Рабочее задание
Перепишите целиком и без каких-либо изменений текст о выставке Павла Пепперштейна «Rembrandt».

Текст для чтения

18 янв. 2008 г.

КЛАССИКА LIVE


Павел Пепперштейн. «Rembrandt».
Галерея Дмитрия Семенова (Лиговский проспект, 63, помещение 19).
Ноябрь декабрь 2007.

Разве имеет теперь значение, действительно ли существовали те, кого некогда изображал Рембрандт? Разве важно, каковы были их эмоции, привычки, убеждения? Какими болезнями страдала многократно изображенная великим конкретная Саския ван Эйленбурх? По ком сох увековеченный магическим стилом, но мало кому ныне ведомый поэт Ян Сикс? Какие мысли крутились в рамолическом мозгу безымянного голландского старика? На каком языке прощался библейский Давид с Ионафаном? Никогда не возьмем мы никого из них за теплую руку, не похлопаем по плечу, не перекинемся ни единым словом, не получим от них актуальной эсэмэски. Были ль, не были – какая теперь разница?

Исходные данные
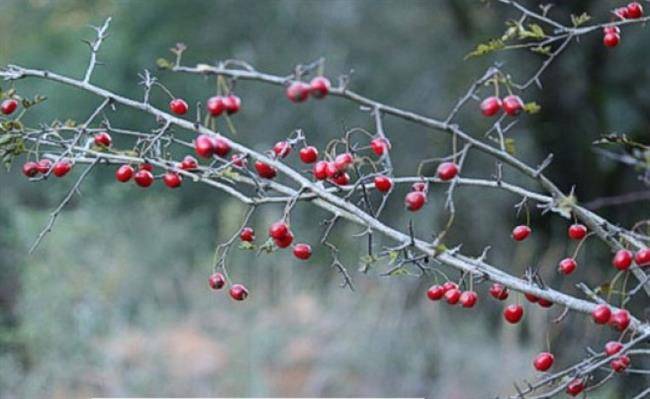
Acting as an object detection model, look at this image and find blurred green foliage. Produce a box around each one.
[0,0,650,398]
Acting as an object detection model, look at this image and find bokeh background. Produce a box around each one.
[0,0,650,399]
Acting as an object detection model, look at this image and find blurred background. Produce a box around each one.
[0,0,650,399]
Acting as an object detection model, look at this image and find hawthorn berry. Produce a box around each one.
[312,161,327,180]
[255,161,278,179]
[533,352,555,371]
[115,165,135,183]
[445,288,462,305]
[309,76,332,98]
[503,94,524,116]
[512,224,532,241]
[436,162,458,181]
[605,341,623,356]
[427,285,447,301]
[181,155,199,170]
[37,158,52,174]
[612,249,634,270]
[299,145,318,163]
[239,227,255,242]
[293,244,311,260]
[0,98,18,115]
[163,172,183,188]
[490,283,508,301]
[591,303,612,324]
[208,272,226,290]
[370,137,390,157]
[634,248,650,266]
[503,304,524,324]
[52,159,72,177]
[375,176,393,193]
[194,134,214,158]
[95,132,113,147]
[169,98,189,115]
[404,191,427,212]
[23,161,38,177]
[566,378,585,396]
[286,82,311,103]
[133,169,153,187]
[481,96,503,116]
[273,141,291,158]
[230,284,248,301]
[558,258,578,275]
[609,309,630,331]
[210,96,226,117]
[458,291,478,308]
[222,94,241,115]
[569,223,587,240]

Ответ на задание
18 янв. 2008 г.

КЛАССИКА LIVE


Павел Пепперштейн. «Rembrandt».
Галерея Дмитрия Семенова (Лиговский проспект, 63, помещение 19).
Ноябрь декабрь 2007.

Разве имеет теперь значение, действительно ли существовали те, кого некогда изображал Рембрандт? Разве важно, каковы были их эмоции, привычки, убеждения? Какими болезнями страдала многократно изображенная великим конкретная Саския ван Эйленбурх? По ком сох увековеченный магическим стилом, но мало кому ныне ведомый поэт Ян Сикс? Какие мысли крутились в рамолическом мозгу безымянного голландского старика? На каком языке прощался библейский Давид с Ионафаном? Никогда не возьмем мы никого из них за теплую руку, не похлопаем по плечу, не перекинемся ни единым словом, не получим от них актуальной эсэмэски. Были ль, не были – какая теперь разница?